◆ 本文 ◆
※ ※ ※
この人、相変わらず柔らかい物を食べている時が面白い。
骨みたいな硬い物を食べている時はそんなに面白くないのに。

だが、レバーの合間にドーピングするのがジャックのオリジナリティである。
レバーと違って噛み砕いている。
レバーは薬よりも柔らかいらしい。というか、薬って噛み砕くものではないような……?
薬を挟んで残ったレバーをジャックは飲み込む。
その柔らかさに冷や汗を流すばかりだ。
でも、柔らかいばかりで美味しいとは言っていない。味はいまいちかも。
ジャックだって美味ければ味に驚くことがあるんだよ。
ともあれ、花山の粋なプレゼントであった。
でも、焼いたレバーだけをドアノブにかけておくというのはむしろぶしつけか?
※ ※ ※
◆ 提供資料 ◆
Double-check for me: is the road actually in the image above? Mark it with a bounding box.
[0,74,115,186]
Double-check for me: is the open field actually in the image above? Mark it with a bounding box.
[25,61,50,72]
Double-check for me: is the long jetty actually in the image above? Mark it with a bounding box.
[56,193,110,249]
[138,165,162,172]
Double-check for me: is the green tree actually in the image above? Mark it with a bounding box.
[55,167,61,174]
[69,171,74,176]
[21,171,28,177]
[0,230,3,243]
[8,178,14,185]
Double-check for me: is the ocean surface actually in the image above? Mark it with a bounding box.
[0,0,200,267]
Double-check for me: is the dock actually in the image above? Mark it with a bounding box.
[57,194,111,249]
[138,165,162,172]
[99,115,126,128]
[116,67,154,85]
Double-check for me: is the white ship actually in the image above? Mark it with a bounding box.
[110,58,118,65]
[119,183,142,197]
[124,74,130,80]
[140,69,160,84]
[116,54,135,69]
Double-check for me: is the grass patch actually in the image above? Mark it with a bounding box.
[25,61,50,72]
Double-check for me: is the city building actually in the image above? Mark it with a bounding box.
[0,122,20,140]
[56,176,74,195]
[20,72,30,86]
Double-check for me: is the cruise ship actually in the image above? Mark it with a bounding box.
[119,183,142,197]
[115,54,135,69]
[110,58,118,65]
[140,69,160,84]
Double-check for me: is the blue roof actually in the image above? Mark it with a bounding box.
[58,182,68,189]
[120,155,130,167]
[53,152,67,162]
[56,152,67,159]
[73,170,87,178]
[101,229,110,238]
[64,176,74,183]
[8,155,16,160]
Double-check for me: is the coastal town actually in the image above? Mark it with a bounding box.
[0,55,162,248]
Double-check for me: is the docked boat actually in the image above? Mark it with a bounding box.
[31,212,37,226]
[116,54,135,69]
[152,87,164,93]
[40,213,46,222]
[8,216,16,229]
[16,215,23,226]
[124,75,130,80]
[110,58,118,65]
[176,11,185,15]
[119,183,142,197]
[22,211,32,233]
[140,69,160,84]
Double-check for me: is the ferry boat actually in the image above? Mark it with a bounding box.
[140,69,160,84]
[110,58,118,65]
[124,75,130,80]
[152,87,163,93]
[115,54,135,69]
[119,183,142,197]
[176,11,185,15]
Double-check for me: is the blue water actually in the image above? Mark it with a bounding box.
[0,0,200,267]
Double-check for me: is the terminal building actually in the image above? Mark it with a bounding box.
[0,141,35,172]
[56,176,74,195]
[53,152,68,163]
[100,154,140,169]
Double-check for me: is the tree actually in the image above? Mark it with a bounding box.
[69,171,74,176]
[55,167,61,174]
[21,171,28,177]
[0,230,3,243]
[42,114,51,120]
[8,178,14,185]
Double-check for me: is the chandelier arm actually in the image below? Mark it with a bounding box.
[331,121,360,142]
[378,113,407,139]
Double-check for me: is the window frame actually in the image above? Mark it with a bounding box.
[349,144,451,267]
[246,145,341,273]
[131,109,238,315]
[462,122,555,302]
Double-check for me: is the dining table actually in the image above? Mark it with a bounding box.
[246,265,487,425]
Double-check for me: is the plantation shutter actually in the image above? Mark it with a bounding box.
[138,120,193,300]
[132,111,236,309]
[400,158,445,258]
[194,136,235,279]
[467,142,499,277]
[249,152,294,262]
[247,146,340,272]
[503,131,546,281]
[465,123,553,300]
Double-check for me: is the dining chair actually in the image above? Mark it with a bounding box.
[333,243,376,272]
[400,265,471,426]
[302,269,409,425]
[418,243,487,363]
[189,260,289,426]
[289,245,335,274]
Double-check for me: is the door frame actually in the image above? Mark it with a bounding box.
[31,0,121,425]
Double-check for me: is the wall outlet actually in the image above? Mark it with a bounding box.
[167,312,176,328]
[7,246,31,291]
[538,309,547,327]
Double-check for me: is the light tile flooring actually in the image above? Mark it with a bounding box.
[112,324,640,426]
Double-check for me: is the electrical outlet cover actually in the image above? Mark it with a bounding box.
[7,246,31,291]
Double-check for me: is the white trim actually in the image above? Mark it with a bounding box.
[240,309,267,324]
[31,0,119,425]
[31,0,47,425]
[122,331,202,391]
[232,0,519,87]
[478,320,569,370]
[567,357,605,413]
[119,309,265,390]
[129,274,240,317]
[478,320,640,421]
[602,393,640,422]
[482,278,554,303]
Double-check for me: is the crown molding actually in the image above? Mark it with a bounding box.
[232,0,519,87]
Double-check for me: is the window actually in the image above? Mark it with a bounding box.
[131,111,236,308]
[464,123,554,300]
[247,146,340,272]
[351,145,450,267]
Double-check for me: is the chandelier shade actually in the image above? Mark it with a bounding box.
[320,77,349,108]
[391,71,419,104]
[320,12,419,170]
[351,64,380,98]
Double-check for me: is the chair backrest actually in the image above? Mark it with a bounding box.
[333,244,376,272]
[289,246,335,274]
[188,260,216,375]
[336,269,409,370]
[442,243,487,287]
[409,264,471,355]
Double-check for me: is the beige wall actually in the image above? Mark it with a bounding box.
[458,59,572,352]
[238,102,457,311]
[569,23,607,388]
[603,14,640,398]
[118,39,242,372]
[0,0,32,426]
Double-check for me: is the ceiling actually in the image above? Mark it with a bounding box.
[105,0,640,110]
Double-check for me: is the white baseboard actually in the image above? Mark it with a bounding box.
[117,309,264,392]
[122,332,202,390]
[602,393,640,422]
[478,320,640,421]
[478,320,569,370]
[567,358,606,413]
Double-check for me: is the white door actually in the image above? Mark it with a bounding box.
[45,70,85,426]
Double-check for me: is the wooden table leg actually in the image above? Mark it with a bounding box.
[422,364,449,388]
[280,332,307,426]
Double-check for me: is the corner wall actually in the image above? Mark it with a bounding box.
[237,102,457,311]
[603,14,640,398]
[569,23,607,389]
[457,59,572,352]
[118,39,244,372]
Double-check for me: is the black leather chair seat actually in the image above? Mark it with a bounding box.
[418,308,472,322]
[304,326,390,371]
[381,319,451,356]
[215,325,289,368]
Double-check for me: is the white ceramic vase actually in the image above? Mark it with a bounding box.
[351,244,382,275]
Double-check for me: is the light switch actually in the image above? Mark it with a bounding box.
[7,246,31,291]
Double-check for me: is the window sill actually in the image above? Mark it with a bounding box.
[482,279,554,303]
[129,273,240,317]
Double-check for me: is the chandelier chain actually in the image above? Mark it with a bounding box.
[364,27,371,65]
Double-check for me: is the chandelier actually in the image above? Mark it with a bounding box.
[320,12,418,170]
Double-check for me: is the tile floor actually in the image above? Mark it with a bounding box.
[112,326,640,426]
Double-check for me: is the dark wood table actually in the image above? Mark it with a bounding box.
※ ※ ※
◆ 作成内容 ◆
本文のうち「骨みたいな硬い物を食べている時はそんなに面白くないのに。」で始まり「でも、焼いたレバーだけをドアノブにかけておくというのはむしろぶしつけか?」で終わる部分を、一字一句違えずに書き写してもらえますか？

◆ 演習結果 ◆
骨みたいな硬い物を食べている時はそんなに面白くないのに。

だが、レバーの合間にドーピングするのがジャックのオリジナリティである。
レバーと違って噛み砕いている。
レバーは薬よりも柔らかいらしい。というか、薬って噛み砕くものではないような……?
薬を挟んで残ったレバーをジャックは飲み込む。
その柔らかさに冷や汗を流すばかりだ。
でも、柔らかいばかりで美味しいとは言っていない。味はいまいちかも。
ジャックだって美味ければ味に驚くことがあるんだよ。
ともあれ、花山の粋なプレゼントであった。
でも、焼いたレバーだけをドアノブにかけておくというのはむしろぶしつけか?